━━ Data for this exercise ━━

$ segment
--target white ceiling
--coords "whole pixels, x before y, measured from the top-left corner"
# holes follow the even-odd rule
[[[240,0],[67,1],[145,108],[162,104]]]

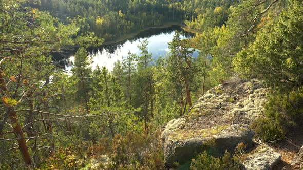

━━━

• **What the task asks**
Rewrite the entries with every "white ceiling" changed to "gray ceiling" and nothing else altered, leaving out the pictures.

• **Answer to the problem**
$ segment
--target gray ceiling
--coords "whole pixels, x before y, measured from the top-left corner"
# holes follow the even-odd rule
[[[240,0],[67,1],[145,108],[162,104]]]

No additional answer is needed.